**Reading passage:**
• • • •

It is this message that she brought to the kids in a camp in Colorado who were suffering from epilepsy.  Van Deren visited the camp after she completed her first 100-mile run in Colorado.

Van Deren knew that she had to do the run to prove to herself, her family and her doctors that she was capable of doing it and that the seizures could no longer take control of her after she had her lobectomy. 

“When I signed up for my first 100-mile run, I said I wanted to know what it’s like to go that far,” she said.   “Everyone was nervous because I was going to run all night and all day nonstop. I ran for 28 hours in the mountains.  When I saw the finish line, I said, ‘Ahhhh, I did it.’ I placed fourth.”

Only the beginning

When Van Deren went to the camp for kids with epilepsy, she was very sore. The camp had 30 kids with severe epilepsy, and each would suffer from one to 30 seizures a day.

“I remember talking to these kids and telling them to run their life with epilepsy; don’t let epilepsy run your life,” said Van Deren. “No one will tell you you can’t do something. You can do everything, but you might have to do it differently from someone else.”

It was at the end of the talk that Van Deren’s running mission began.

“At the end of my talk, I told them about my race,” she said.  “The kids asked me if I would run my next race for them:  ‘And will you tell everybody we are normal? There is nothing different about us.’” 

Van Deren made the commitment to run for the kids and to get the message across that epileptic kids are normal, just like us.  She promised the kids that she would get their story on the national news.

Four years and 25 100-km. runs later, Van Deren was indeed able to get on the national news.

The feat was not easy. She ran race after race after race, getting better with each race. Yet she kept her seizure history a secret.

“I was up for female Everest trail runner of the year in 2008 when I learned that one of the kids I had worked with died of a seizure,” Van Deren said.  “He was 10 years old. When I went on stage to receive my award, that was when my story came out, because I dedicated that trophy to the 10-year-old.”

Ultimate runner

Just how successful is Van Deren?

Well, her accomplishments include being the overall winner of the 2008 Arctic Ultra 300-mile race while towing her own 45-pound sled across the frozen tundra in subzero temperatures. She is also the first woman to finish the 430-mile Yukon Arctic Ultra race. In January 2010, researchers at Mayo Clinic followed Diane as she climbed Aconcaqua in Argentina — her first mountaineering summit — and proclaimed the about-to-turn-50 Diane’s peak aerobic capacity as better than normal for a 20-year-old.

• • • •

**Information:**
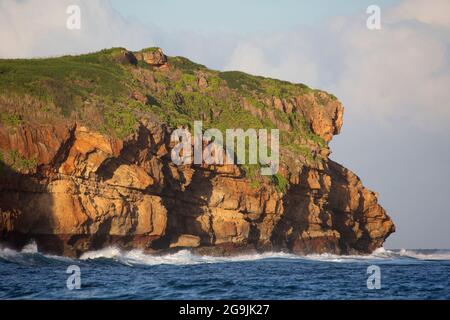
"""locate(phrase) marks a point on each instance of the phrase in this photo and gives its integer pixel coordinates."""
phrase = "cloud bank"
(34, 28)
(399, 73)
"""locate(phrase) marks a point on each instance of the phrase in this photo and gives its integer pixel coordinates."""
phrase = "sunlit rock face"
(73, 186)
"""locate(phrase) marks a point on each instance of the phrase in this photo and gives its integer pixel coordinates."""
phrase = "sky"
(394, 82)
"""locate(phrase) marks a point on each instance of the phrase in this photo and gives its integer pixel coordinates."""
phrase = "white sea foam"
(185, 257)
(182, 257)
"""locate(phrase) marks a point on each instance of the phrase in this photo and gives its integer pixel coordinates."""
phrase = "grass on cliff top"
(96, 89)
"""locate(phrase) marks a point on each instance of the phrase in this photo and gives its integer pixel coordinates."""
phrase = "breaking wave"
(30, 255)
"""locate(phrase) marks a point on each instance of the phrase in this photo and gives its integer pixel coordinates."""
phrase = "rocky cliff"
(85, 161)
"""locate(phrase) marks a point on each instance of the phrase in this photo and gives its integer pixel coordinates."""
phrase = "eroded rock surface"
(91, 191)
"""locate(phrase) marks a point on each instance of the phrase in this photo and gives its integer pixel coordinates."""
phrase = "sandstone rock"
(186, 241)
(153, 57)
(89, 191)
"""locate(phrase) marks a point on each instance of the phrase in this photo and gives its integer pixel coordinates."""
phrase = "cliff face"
(73, 187)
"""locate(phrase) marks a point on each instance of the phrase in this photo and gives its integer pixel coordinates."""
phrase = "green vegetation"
(280, 183)
(108, 91)
(185, 65)
(16, 161)
(10, 119)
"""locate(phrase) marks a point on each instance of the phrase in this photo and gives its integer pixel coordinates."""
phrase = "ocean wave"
(183, 257)
(30, 255)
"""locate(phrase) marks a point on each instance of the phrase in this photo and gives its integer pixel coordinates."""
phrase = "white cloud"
(30, 28)
(400, 73)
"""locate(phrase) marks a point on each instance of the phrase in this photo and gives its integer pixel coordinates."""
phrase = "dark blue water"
(111, 274)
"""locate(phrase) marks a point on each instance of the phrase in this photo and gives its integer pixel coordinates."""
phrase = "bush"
(280, 183)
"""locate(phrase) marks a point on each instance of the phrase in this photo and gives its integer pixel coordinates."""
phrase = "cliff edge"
(85, 161)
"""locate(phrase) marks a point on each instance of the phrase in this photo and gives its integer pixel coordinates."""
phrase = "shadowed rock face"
(91, 191)
(86, 190)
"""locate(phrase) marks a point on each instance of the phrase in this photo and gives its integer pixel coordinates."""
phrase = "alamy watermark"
(73, 21)
(373, 22)
(74, 280)
(374, 279)
(209, 147)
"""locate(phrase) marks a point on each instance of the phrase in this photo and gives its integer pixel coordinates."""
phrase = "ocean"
(112, 274)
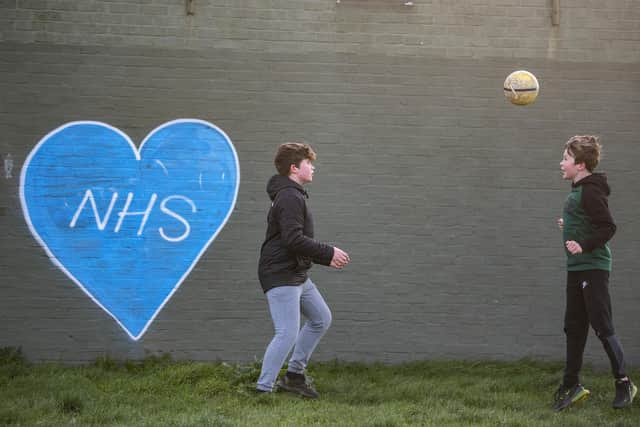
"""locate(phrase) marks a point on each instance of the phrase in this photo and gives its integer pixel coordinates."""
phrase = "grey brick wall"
(443, 193)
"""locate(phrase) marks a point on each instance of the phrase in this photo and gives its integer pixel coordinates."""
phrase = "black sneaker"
(299, 384)
(567, 396)
(625, 392)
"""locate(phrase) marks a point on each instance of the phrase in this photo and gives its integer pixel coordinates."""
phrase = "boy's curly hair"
(584, 149)
(292, 153)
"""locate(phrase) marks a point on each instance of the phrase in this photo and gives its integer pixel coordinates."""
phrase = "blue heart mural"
(128, 225)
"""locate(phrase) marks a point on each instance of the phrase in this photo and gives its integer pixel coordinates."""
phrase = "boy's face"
(304, 173)
(569, 167)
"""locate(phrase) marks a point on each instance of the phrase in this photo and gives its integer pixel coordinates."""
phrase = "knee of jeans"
(604, 333)
(572, 328)
(324, 322)
(287, 336)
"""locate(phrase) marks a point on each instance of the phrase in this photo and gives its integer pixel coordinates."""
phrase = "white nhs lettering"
(102, 222)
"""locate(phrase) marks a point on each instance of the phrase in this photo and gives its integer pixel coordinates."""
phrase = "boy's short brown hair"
(584, 149)
(292, 153)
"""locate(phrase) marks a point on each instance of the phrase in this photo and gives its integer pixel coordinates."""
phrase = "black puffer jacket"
(289, 249)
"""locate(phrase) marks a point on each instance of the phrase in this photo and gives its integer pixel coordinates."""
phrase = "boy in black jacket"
(587, 226)
(286, 255)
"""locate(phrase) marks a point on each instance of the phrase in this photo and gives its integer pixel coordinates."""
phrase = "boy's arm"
(594, 202)
(291, 214)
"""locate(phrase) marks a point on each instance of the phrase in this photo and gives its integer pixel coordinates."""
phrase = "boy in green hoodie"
(587, 226)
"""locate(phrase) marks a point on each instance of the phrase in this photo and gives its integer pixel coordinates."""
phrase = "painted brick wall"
(444, 194)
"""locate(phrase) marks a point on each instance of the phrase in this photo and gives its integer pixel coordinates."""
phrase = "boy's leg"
(598, 304)
(284, 305)
(318, 316)
(576, 328)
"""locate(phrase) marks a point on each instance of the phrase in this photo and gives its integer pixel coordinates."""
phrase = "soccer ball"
(521, 87)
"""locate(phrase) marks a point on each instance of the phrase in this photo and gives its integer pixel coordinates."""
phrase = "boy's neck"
(581, 175)
(296, 180)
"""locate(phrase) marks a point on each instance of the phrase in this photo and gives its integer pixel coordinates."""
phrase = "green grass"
(162, 392)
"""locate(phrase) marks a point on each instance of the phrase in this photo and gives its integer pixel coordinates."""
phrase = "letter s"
(171, 213)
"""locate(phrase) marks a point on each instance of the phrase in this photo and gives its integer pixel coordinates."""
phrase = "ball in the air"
(521, 87)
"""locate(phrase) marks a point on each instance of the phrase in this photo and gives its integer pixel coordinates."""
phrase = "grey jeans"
(285, 305)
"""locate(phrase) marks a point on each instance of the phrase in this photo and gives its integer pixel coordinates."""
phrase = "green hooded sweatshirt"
(587, 220)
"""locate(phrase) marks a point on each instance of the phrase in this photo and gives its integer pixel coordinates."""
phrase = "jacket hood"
(598, 179)
(278, 182)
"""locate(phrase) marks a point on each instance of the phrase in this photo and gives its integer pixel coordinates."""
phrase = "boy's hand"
(573, 247)
(340, 258)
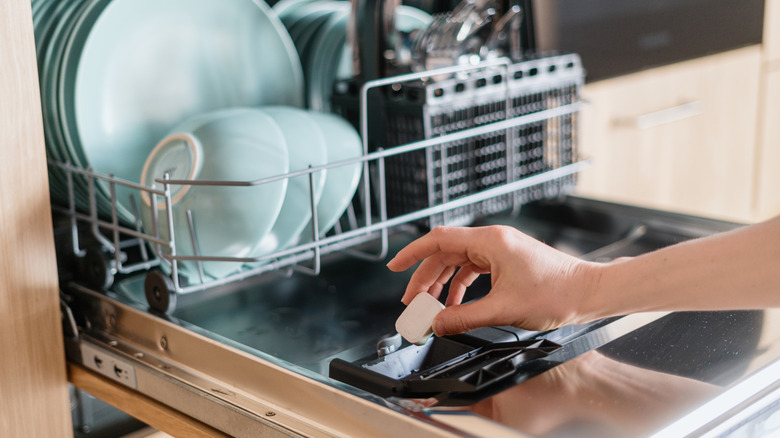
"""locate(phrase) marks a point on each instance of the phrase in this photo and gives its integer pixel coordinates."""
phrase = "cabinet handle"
(662, 117)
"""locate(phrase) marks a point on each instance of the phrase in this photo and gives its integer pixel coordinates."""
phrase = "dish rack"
(450, 153)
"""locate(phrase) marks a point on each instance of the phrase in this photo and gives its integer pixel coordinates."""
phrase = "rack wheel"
(160, 295)
(96, 269)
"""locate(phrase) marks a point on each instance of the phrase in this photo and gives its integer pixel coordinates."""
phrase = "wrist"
(595, 303)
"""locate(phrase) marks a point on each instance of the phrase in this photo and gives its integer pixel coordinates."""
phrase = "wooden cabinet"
(768, 177)
(33, 383)
(768, 159)
(679, 137)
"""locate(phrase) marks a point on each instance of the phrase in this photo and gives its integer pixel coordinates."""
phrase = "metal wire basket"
(432, 108)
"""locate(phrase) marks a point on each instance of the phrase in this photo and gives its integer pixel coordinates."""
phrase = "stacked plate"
(247, 144)
(319, 30)
(117, 75)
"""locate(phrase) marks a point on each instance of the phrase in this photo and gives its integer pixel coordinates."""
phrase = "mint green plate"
(237, 144)
(142, 66)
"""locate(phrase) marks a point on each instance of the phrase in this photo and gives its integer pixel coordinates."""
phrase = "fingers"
(430, 276)
(455, 241)
(459, 319)
(462, 280)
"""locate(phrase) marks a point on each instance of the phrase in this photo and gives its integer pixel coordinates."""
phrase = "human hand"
(533, 286)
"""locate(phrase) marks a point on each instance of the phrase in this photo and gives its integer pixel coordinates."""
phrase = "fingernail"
(437, 326)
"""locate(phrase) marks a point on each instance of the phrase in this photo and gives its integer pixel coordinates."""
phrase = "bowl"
(234, 145)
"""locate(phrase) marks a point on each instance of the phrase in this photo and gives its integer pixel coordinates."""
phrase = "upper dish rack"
(451, 152)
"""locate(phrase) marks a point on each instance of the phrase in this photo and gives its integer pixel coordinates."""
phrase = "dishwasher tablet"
(415, 321)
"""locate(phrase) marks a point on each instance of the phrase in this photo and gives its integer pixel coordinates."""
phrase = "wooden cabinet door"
(768, 177)
(33, 385)
(679, 137)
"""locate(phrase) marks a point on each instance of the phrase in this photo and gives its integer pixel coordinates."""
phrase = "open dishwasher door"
(254, 358)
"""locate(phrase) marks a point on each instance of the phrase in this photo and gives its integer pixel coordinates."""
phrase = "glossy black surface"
(616, 37)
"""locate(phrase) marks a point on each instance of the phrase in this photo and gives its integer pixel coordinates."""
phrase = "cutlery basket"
(540, 90)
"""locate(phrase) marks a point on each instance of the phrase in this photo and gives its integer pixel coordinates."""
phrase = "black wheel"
(160, 295)
(96, 269)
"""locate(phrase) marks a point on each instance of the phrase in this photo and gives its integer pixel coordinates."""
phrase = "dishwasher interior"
(301, 341)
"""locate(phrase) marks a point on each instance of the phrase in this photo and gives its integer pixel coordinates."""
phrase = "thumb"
(464, 317)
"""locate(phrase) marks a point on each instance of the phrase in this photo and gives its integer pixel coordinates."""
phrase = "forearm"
(734, 270)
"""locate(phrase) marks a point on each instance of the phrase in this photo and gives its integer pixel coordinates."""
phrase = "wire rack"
(453, 153)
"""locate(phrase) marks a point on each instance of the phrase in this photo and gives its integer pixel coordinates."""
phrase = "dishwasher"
(301, 342)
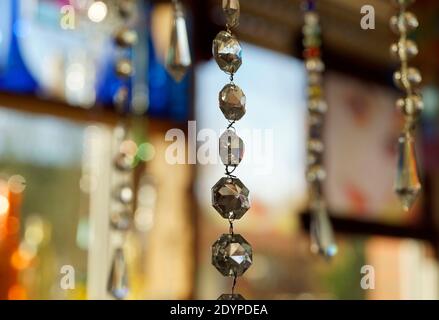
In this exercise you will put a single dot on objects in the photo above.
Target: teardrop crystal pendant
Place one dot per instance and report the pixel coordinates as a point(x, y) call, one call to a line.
point(234, 296)
point(118, 281)
point(178, 59)
point(322, 235)
point(231, 11)
point(407, 185)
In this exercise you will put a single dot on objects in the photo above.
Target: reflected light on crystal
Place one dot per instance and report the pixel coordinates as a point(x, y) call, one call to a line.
point(21, 259)
point(17, 184)
point(97, 11)
point(4, 205)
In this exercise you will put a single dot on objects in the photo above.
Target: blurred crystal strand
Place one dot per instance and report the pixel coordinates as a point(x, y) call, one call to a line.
point(118, 281)
point(407, 185)
point(178, 59)
point(322, 235)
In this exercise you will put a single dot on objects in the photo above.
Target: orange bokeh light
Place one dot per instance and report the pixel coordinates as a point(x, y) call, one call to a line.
point(21, 259)
point(17, 292)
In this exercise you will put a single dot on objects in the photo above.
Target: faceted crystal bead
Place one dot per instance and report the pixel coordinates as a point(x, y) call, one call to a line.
point(407, 185)
point(311, 30)
point(311, 18)
point(124, 68)
point(315, 145)
point(314, 78)
point(322, 235)
point(314, 65)
point(410, 106)
point(121, 220)
point(404, 49)
point(231, 255)
point(227, 52)
point(312, 41)
point(316, 173)
point(123, 162)
point(234, 296)
point(231, 148)
point(232, 102)
point(118, 281)
point(317, 105)
point(125, 37)
point(178, 59)
point(230, 197)
point(126, 7)
point(121, 98)
point(403, 3)
point(403, 23)
point(124, 193)
point(231, 11)
point(407, 79)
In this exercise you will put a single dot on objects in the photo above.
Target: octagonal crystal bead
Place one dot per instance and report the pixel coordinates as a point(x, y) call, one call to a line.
point(232, 102)
point(231, 148)
point(230, 197)
point(232, 255)
point(227, 52)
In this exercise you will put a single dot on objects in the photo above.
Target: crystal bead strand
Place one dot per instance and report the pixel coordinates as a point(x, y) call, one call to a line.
point(121, 216)
point(408, 79)
point(178, 58)
point(322, 235)
point(231, 253)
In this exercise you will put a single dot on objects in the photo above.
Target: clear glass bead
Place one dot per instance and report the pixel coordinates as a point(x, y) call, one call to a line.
point(121, 98)
point(124, 162)
point(231, 11)
point(232, 102)
point(317, 106)
point(322, 234)
point(126, 7)
point(230, 197)
point(315, 145)
point(124, 193)
point(407, 184)
point(232, 255)
point(403, 23)
point(124, 68)
point(407, 79)
point(311, 18)
point(234, 296)
point(227, 52)
point(403, 3)
point(314, 65)
point(231, 148)
point(404, 50)
point(316, 173)
point(118, 280)
point(125, 37)
point(178, 59)
point(121, 220)
point(410, 106)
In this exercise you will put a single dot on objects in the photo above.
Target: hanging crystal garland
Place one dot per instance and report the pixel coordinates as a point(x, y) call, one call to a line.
point(322, 235)
point(178, 59)
point(121, 215)
point(231, 253)
point(408, 79)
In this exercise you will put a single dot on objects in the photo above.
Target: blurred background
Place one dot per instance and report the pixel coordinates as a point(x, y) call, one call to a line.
point(59, 120)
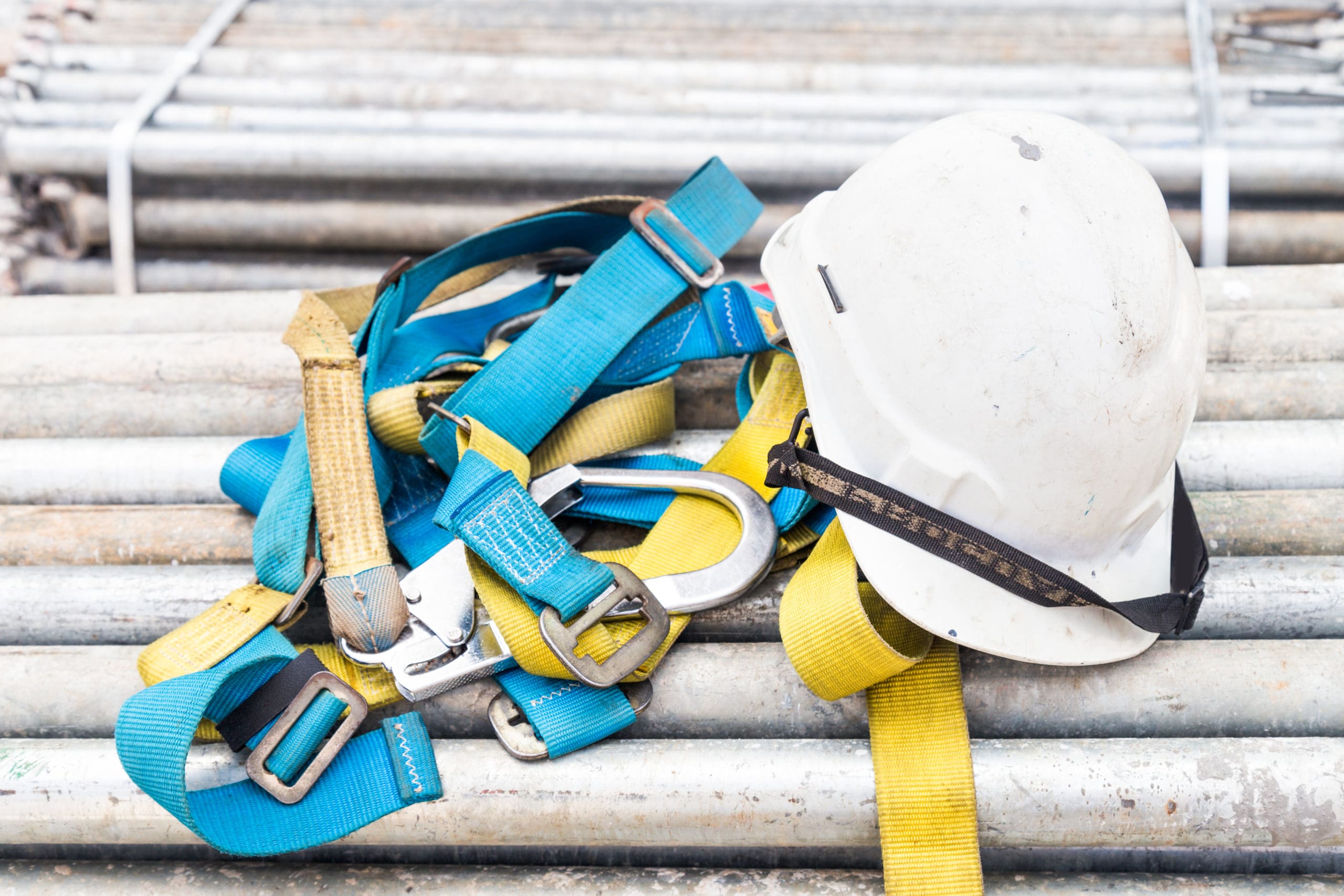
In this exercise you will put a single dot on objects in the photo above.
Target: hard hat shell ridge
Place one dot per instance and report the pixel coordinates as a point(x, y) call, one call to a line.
point(1021, 345)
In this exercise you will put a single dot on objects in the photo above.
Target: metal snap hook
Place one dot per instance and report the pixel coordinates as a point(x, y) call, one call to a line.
point(627, 592)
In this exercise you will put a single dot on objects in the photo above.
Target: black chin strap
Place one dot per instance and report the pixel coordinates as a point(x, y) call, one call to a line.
point(994, 561)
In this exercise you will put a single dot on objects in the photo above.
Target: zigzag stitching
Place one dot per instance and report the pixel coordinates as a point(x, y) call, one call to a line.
point(536, 702)
point(411, 762)
point(728, 312)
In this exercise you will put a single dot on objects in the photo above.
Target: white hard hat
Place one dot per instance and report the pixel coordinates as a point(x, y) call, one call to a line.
point(998, 319)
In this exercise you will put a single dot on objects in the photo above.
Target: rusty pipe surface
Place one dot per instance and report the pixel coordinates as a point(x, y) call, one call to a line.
point(1256, 237)
point(1225, 456)
point(1209, 792)
point(1246, 598)
point(1284, 523)
point(244, 878)
point(749, 691)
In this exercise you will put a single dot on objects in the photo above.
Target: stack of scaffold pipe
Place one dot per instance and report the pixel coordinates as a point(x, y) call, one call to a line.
point(315, 143)
point(1209, 765)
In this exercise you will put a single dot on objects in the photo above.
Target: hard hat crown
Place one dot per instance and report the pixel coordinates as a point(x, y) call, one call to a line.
point(1022, 342)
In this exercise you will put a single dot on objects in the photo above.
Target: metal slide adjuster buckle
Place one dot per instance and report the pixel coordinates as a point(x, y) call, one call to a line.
point(671, 224)
point(628, 590)
point(257, 761)
point(521, 741)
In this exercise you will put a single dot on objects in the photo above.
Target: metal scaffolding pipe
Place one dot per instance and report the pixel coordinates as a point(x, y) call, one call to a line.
point(1283, 339)
point(1277, 287)
point(1148, 42)
point(1247, 598)
point(45, 275)
point(1312, 392)
point(1281, 523)
point(239, 879)
point(1256, 236)
point(327, 224)
point(1264, 455)
point(750, 793)
point(749, 691)
point(435, 157)
point(705, 399)
point(1269, 287)
point(1272, 237)
point(543, 116)
point(773, 75)
point(1226, 456)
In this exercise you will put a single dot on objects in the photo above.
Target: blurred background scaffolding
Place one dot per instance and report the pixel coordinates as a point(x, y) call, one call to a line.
point(315, 143)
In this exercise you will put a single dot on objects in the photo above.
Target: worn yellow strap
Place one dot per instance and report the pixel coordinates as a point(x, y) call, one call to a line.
point(324, 321)
point(692, 534)
point(350, 516)
point(842, 637)
point(370, 612)
point(615, 424)
point(212, 636)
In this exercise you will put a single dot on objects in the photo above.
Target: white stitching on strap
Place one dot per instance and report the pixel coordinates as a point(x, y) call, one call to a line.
point(411, 762)
point(534, 703)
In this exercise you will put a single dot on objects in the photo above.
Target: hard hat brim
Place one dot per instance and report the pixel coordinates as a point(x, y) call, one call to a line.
point(960, 606)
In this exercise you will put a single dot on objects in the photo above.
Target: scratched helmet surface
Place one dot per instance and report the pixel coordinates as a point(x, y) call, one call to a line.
point(1021, 345)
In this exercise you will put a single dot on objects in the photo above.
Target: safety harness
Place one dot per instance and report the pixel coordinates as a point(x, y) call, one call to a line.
point(438, 468)
point(457, 462)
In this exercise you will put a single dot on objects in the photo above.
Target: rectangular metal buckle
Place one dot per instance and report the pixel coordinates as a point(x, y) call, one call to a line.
point(257, 761)
point(639, 218)
point(563, 638)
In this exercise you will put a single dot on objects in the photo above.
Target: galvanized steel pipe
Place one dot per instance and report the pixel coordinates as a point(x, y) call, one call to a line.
point(1227, 456)
point(241, 878)
point(1208, 792)
point(1287, 523)
point(1256, 236)
point(749, 691)
point(382, 157)
point(80, 605)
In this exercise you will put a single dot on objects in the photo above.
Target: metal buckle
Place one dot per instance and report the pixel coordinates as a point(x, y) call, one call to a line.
point(424, 662)
point(441, 594)
point(627, 592)
point(639, 219)
point(421, 666)
point(393, 275)
point(257, 761)
point(695, 590)
point(518, 736)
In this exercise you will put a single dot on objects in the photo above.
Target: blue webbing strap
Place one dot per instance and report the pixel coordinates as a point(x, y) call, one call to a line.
point(495, 516)
point(543, 376)
point(374, 774)
point(527, 390)
point(568, 715)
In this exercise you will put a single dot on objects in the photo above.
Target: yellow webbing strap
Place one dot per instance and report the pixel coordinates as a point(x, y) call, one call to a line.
point(842, 637)
point(374, 683)
point(692, 534)
point(237, 618)
point(615, 424)
point(213, 635)
point(350, 515)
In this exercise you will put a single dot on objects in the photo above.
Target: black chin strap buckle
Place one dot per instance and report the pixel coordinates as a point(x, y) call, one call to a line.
point(1194, 598)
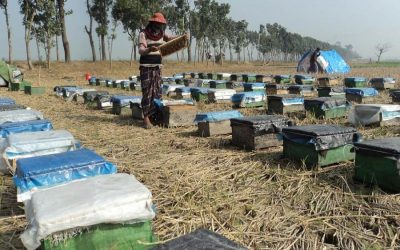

• • • •

**What to work on:**
1. Answer from the Van Deren article:
(a) How many hours did Van Deren run in her first 100-mile run?
(b) How many kids were at the camp for kids with epilepsy?
(c) How much did the sled she towed in the 2008 Arctic Ultra weigh?
2. Copy the part of the Van Deren article that begins with the words "Four years and" and ends with "is Van Deren?".
Use only the Van Deren article to answer.

**Set of answers:**
1.
(a) 28 hours
(b) 30 kids
(c) 45 pounds

2.
Four years and 25 100-km. runs later, Van Deren was indeed able to get on the national news.

The feat was not easy. She ran race after race after race, getting better with each race. Yet she kept her seizure history a secret.

“I was up for female Everest trail runner of the year in 2008 when I learned that one of the kids I had worked with died of a seizure,” Van Deren said.  “He was 10 years old. When I went on stage to receive my award, that was when my story came out, because I dedicated that trophy to the 10-year-old.”

Ultimate runner

Just how successful is Van Deren?